## [引用文]
---
ぼくら(5)
(1)「手のひらを太陽に」/作詞:やなせたかし・作曲:いずみたく
ぼくらはみんな 生きている
生きているから 歌うんだ
ぼくらはみんな 生きている
生きているから かなしいんだ
手のひらを太陽に すかしてみれば
まっかに流れる ぼくの血潮(ちしお)
ミミズだって オケラだって
アメンボだって
みんな みんな生きているんだ
友だちなんだ
ぼくらはみんな 生きている
生きているから 笑うんだ
ぼくらはみんな 生きている
生きているから うれしいんだ
手のひらを太陽に すかしてみれば
まっかに流れる ぼくの血潮
トンボだって カエルだって
ミツバチだって
みんな みんな生きているんだ
友だちなんだ
ぼくらはみんな 生きている
生きているから おどるんだ
ぼくらはみんな 生きている
生きているから 愛するんだ
手のひらを太陽に すかしてみれば
まっかに流れる ぼくの血潮
スズメだって イナゴだって
カゲロウだって
みんな みんな生きているんだ
友だちなんだ
●1961年、作詞者のやなせは『木島則夫モーニングショー』の前身である『NETニュースショー』の台本構成をしており、番組内に音楽を流すコーナーがあった。そこで自身で作詞した「手のひらを太陽に」を、知り合いであったいずみたくが作曲し発表したものである。歌は、いずみの推薦により宮城まり子が歌った。1962年、ようやくNHK『みんなのうた』への売込みが成功し、宮城まり子とビクター少年合唱隊の歌で放送された(映像はやなせたかし自身製作のアニメ)。その時、歌はあまり反響もなくヒットしなかったが、1965年にはボニージャックスが歌ってキングレコードから発売され、暮れの『第16回NHK紅白歌合戦』で歌唱したこともあり、大きな反響を呼び現在のように広く知られるようになったものである。1966年にはボニージャックスの歌で、改めてNHK『みんなのうた』で放送された。作詞者のやなせは、「厭世的な気分になって追い込まれていた時のことです。暗いところで自分の手を懐中電灯で冷たい手を暖めてながら仕事をしていた時に、ふと手を見ると真っ赤な血が見える。自分は生きているんだという再発見と、その喜びを謳歌して頑張らなくちゃと、自分を励ますためにこの詞を作った」と述懐している。作詞者のやなせによると、元々は童謡ではなくホームソングを作るつもりで書いたという。手話バージョンも制作されている。歌詞の中でアメンボが出てくるが、これは当初はナメクジであった。
---
## [提供資料]
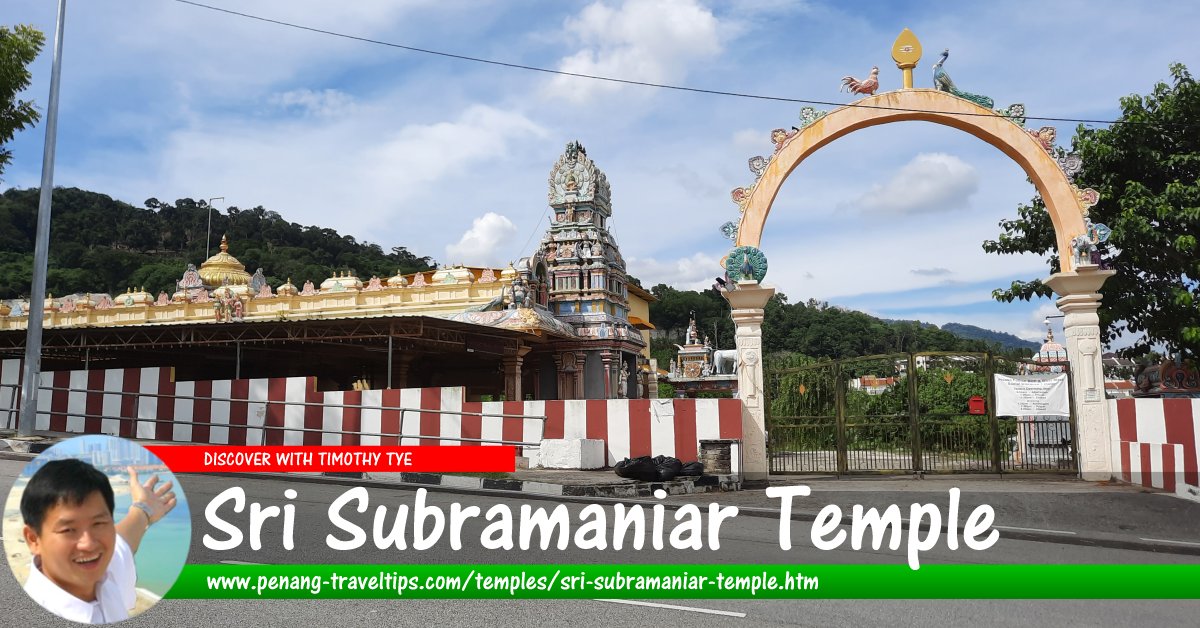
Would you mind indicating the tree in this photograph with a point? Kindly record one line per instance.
---
引用文のうち「1961年、作詞者のやなせは」で始まる段落を、主要な事実を残したまま簡潔な箇条書きに書き直してください。

## [解答]
- 1961年、やなせが台本構成を担当していた『NETニュースショー』(『木島則夫モーニングショー』の前身)の音楽コーナーで発表された。作詞はやなせ、作曲は知り合いのいずみたく。
- いずみの推薦で宮城まり子が歌った。
- 1962年、NHK『みんなのうた』で宮城まり子とビクター少年合唱隊の歌により放送された。映像はやなせ自身が製作したアニメ。このときはあまり反響がなく、ヒットしなかった。
- 1965年、ボニージャックスの歌でキングレコードから発売された。『第16回NHK紅白歌合戦』で歌唱されたこともあり大きな反響を呼び、広く知られるようになった。
- 1966年、ボニージャックスの歌で改めて『みんなのうた』で放送された。
- やなせの述懐によると、厭世的な気分で追い込まれていた時期に作った詞である。暗い所で懐中電灯で冷たい手を暖めながら仕事をしていたとき、手に真っ赤な血が見えた。そこで自分が生きていることを再発見し、自分を励ますために書いた。
- 元々は童謡ではなく、ホームソングとして書かれた。
- 手話バージョンも制作されている。
- 歌詞に出てくるアメンボは、当初はナメクジだった。